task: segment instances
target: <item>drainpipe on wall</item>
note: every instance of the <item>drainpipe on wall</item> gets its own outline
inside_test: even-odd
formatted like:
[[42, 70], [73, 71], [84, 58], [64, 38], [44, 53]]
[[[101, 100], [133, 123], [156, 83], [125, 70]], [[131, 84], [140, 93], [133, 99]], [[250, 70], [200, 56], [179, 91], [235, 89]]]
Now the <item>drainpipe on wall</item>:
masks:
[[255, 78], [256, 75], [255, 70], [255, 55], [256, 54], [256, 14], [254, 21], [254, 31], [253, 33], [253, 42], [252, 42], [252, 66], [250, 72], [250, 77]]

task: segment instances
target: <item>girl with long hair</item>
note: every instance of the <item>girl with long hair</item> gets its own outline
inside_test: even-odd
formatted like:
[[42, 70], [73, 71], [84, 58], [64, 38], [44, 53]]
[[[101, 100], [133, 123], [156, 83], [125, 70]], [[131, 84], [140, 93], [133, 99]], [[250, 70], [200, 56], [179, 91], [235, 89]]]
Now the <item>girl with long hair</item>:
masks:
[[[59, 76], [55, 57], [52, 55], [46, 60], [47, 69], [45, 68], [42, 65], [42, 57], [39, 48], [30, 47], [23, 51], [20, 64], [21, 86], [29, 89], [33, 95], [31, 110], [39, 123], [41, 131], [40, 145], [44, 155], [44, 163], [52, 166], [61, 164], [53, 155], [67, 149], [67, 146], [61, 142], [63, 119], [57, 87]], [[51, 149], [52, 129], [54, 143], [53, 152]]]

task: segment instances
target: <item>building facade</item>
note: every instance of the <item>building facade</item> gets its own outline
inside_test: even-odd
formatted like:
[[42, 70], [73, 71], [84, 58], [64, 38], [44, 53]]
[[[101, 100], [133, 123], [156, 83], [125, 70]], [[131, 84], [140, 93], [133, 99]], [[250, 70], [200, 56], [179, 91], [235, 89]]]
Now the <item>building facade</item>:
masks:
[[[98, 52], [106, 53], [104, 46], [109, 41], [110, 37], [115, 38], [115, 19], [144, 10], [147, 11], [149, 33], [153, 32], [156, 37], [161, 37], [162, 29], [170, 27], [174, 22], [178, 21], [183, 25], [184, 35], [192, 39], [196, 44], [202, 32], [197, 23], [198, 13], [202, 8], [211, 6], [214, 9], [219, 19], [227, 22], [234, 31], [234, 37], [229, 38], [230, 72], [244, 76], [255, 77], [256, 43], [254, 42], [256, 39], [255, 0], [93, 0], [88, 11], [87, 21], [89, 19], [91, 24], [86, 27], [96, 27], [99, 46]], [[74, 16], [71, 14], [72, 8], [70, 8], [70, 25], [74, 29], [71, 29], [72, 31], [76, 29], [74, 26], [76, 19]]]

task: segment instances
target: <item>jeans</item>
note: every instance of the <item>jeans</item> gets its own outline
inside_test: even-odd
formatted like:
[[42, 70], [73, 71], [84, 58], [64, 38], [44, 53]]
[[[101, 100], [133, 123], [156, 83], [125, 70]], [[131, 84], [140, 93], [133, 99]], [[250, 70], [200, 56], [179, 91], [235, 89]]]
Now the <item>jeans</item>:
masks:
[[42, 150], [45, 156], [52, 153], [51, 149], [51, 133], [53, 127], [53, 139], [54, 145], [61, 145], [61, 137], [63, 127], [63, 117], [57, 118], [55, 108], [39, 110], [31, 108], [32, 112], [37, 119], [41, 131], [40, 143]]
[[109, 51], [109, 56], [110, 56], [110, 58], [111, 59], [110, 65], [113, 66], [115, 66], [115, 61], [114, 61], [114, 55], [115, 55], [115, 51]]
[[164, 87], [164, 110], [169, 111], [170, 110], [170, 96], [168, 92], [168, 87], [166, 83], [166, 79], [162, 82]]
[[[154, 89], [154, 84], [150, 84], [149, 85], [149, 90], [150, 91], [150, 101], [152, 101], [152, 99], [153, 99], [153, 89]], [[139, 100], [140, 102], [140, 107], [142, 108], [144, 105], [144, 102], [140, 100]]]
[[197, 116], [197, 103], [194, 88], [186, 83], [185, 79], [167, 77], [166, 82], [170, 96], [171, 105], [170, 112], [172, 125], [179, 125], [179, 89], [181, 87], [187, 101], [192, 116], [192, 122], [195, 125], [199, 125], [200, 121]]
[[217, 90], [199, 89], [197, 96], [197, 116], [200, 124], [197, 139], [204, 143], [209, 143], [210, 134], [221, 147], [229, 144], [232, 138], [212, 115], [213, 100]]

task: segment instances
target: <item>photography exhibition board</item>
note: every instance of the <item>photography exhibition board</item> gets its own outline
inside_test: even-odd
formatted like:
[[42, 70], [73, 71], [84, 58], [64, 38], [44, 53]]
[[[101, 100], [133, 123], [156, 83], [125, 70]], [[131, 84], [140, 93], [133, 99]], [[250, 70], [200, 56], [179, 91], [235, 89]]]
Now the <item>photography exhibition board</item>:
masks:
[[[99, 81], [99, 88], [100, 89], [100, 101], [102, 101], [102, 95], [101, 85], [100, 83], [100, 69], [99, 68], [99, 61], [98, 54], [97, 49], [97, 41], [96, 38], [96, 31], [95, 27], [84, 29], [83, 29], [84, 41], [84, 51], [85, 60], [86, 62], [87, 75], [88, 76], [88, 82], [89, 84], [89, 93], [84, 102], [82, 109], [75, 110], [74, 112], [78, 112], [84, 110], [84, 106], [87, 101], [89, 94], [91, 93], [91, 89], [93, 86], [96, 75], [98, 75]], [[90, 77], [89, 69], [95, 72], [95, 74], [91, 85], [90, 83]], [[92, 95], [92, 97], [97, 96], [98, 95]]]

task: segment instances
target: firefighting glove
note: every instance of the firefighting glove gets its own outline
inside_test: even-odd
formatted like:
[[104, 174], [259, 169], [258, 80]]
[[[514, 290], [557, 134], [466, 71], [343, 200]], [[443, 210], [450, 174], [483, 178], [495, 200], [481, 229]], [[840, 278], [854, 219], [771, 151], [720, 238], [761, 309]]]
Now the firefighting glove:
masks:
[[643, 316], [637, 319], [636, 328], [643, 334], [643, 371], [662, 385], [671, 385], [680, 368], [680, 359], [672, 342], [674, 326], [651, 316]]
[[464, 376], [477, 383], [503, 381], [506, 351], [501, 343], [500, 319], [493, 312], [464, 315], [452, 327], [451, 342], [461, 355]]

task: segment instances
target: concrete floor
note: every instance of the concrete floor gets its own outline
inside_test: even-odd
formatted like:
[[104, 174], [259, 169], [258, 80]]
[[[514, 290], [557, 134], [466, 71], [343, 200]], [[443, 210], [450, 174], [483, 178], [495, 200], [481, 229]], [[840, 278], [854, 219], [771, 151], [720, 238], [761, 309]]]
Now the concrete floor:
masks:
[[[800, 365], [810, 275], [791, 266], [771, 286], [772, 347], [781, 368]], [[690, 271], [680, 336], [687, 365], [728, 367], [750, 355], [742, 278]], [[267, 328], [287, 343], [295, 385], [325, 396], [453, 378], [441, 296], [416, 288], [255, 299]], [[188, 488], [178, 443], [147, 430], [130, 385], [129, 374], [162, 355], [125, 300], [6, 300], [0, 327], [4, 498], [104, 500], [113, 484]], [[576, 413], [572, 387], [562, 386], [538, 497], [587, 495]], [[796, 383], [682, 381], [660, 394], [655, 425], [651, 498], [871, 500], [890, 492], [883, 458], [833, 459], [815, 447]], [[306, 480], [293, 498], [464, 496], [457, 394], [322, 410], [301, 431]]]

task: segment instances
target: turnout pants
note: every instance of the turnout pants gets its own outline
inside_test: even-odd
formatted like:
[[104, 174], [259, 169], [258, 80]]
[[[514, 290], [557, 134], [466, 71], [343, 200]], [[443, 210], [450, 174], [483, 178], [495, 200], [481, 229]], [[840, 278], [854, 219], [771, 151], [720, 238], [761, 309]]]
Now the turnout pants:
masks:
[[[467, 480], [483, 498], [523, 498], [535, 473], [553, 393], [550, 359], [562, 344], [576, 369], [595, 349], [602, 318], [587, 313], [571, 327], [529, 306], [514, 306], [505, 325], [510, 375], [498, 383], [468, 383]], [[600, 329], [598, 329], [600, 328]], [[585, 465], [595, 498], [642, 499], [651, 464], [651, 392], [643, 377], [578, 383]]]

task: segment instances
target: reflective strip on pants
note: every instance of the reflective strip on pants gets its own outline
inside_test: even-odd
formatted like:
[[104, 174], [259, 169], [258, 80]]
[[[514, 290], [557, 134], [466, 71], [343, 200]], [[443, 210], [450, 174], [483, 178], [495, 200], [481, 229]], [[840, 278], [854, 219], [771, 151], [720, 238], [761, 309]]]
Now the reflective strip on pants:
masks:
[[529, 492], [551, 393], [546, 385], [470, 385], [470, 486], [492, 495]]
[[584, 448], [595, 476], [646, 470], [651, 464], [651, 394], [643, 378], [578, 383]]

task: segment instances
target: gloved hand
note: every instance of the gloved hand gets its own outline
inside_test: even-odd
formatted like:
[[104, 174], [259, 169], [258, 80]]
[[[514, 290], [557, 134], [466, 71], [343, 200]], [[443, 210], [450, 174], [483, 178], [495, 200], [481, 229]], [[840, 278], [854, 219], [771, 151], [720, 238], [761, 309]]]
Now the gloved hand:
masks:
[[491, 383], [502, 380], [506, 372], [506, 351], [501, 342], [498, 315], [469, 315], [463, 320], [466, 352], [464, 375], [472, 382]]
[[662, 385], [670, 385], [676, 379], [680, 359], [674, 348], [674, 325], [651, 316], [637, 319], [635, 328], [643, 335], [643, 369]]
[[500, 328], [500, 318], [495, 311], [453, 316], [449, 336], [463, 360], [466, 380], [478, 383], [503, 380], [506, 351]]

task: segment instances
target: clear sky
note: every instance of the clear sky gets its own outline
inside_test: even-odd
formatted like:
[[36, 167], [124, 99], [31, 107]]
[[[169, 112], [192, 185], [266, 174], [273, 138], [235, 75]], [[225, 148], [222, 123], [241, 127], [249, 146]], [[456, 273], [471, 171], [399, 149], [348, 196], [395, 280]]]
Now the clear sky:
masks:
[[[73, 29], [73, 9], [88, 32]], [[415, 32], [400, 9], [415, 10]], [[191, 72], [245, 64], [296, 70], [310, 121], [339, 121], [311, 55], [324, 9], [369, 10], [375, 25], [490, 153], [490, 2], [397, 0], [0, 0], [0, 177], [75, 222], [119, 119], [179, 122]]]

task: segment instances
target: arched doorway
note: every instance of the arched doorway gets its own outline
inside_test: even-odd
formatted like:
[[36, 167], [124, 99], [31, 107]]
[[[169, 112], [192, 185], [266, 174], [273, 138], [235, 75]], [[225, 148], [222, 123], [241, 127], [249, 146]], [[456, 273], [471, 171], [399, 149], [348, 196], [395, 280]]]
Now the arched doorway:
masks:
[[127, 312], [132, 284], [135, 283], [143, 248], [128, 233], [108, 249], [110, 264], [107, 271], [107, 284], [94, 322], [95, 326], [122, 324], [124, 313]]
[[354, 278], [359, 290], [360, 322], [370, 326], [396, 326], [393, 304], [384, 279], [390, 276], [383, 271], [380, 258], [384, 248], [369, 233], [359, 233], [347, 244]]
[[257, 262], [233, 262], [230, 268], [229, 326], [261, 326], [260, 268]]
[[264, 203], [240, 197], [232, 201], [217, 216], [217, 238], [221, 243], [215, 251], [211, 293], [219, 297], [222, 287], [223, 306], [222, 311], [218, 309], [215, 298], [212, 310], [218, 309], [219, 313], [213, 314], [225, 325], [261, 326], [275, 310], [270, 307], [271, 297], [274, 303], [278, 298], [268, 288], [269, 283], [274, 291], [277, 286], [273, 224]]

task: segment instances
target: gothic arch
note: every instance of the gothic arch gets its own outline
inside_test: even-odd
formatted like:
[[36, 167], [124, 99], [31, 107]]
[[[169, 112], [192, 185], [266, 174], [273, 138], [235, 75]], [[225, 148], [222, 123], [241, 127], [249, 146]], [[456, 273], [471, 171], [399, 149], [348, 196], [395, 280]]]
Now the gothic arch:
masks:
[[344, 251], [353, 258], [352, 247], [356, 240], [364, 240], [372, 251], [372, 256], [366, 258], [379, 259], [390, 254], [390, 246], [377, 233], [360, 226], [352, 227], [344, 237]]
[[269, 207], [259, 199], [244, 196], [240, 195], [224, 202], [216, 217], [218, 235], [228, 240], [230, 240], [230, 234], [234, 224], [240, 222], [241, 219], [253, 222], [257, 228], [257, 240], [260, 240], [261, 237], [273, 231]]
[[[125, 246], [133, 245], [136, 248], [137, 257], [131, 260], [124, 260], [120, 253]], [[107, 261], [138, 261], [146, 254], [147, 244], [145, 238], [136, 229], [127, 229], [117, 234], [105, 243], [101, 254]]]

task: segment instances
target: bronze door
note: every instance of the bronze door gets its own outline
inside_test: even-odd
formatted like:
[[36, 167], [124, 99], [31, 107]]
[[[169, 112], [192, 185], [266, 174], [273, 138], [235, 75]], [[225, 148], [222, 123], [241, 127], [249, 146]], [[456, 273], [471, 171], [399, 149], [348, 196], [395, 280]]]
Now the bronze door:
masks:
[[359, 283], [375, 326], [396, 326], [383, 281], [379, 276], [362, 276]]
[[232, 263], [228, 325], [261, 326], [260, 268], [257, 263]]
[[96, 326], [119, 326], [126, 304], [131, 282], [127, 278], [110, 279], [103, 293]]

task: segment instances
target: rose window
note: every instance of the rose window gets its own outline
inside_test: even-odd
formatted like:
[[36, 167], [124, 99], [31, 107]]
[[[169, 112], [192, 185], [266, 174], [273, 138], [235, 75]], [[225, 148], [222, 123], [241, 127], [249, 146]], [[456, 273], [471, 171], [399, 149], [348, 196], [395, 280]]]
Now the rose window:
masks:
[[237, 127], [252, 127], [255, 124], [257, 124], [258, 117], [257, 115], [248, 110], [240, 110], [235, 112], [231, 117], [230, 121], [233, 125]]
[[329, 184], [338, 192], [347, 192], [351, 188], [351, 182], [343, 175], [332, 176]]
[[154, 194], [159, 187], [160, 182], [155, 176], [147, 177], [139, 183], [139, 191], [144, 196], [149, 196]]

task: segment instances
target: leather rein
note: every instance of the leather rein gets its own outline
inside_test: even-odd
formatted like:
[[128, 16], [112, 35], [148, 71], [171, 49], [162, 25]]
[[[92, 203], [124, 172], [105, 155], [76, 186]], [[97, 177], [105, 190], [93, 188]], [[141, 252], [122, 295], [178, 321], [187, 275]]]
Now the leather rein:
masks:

★ ★ ★

Direction | How many lines of the rows contain the string "concrete"? Give only the number.

The result | 3